Which lines run from the line containing "Need: one point" through the end of the records below? Reproduce them exactly, and nothing else.

-------- DATA FOR THE TASK

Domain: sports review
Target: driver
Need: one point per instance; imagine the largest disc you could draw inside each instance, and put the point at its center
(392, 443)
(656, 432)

----------------

SOLUTION FOR THIS EXERCISE:
Need: one point per instance; imagine the largest disc you could draw inside each instance, and put the point at its center
(392, 443)
(656, 432)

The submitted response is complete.